■ Challenge A ■
In the TCP patch description, why does the current code fail to catch losses of new sequences sent above high_seq?

■ Source passage ■
From 974c12360dfe6ab01201fe9e708e7755c413f8b6 Mon Sep 17 00:00:00 2001
From: Yuchung Cheng <ycheng@google.com>
Date: Thu, 19 Jan 2012 14:42:21 +0000
Subject: tcp: detect loss above high_seq in recovery

Correctly implement a loss detection heuristic: New sequences (above
high_seq) sent during the fast recovery are deemed lost when higher
sequences are SACKed.

Current code does not catch these losses, because tcp_mark_head_lost()
does not check packets beyond high_seq. The fix is straight-forward by
checking packets until the highest sacked packet. In addition, all the
FLAG_DATA_LOST logic are in-effective and redundant and can be removed.

Update the loss heuristic comments. The algorithm above is documented
as heuristic B, but it is redundant too because heuristic A already
covers B.

Note that this change only marks some forward-retransmitted packets LOST.
It does NOT forbid TCP performing further CWR on new losses. A potential
follow-up patch under preparation is to perform another CWR on "new"
losses such as
1) sequence above high_seq is lost (by resetting high_seq to snd_nxt)
2) retransmission is lost.

Signed-off-by: Yuchung Cheng <ycheng@google.com>
Signed-off-by: David S. Miller <davem@davemloft.net>
---
 include/linux/snmp.h |  1 -
 net/ipv4/proc.c      |  1 -
 net/ipv4/tcp_input.c | 41 +++++++++++++++--------------------------
 3 files changed, 15 insertions(+), 28 deletions(-)

(limited to 'net')

■ Supplied material ■
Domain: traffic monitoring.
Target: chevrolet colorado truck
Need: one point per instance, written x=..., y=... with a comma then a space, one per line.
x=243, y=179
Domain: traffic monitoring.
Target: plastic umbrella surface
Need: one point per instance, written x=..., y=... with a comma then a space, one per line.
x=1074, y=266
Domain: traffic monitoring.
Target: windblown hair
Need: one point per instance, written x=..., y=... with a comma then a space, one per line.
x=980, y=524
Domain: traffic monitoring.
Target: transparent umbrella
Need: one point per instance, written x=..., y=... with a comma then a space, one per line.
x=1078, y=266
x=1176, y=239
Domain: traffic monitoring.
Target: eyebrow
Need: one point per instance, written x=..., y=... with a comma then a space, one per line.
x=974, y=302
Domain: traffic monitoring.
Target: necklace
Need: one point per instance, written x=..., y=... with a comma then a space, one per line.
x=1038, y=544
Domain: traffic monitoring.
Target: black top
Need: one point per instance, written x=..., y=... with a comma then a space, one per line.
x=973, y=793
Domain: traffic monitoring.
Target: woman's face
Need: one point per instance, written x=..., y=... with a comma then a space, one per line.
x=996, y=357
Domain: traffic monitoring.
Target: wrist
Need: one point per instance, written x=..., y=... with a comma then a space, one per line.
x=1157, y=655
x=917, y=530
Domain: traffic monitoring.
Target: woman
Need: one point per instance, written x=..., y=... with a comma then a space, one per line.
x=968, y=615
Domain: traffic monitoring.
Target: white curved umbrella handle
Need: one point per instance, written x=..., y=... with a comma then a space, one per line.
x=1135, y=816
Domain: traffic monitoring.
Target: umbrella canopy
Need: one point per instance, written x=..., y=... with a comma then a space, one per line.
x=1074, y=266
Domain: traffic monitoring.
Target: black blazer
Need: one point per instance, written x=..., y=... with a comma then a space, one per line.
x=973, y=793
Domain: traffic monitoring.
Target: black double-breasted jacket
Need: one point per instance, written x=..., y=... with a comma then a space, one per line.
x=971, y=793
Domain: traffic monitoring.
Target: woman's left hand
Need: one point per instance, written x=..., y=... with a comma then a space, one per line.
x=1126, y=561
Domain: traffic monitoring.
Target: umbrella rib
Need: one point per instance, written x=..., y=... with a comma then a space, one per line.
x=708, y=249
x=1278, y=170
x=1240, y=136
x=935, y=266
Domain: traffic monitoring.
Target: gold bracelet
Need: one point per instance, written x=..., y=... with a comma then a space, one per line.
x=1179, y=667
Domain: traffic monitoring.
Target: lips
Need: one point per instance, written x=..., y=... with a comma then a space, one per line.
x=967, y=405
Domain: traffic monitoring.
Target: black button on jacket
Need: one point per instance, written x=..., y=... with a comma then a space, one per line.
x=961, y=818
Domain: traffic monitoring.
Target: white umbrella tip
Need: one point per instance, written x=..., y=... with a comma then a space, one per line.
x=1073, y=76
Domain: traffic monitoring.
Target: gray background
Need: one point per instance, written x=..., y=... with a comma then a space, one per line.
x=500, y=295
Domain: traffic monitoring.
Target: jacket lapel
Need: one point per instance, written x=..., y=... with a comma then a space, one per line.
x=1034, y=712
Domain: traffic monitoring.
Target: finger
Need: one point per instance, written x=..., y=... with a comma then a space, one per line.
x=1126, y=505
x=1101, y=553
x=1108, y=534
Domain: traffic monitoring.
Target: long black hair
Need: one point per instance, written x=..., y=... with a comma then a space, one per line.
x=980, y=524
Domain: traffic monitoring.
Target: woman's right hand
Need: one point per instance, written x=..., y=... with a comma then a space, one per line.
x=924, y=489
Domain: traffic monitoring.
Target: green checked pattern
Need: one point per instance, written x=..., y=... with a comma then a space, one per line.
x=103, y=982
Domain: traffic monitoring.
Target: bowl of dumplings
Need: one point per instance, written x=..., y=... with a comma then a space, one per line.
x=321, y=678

■ Challenge B ■
Please count the lines of the listing that contain the string "black", with case counting, and give only the number.

■ Exercise output A ■
Because tcp_mark_head_lost() does not check packets beyond high_seq.

■ Exercise output B ■
5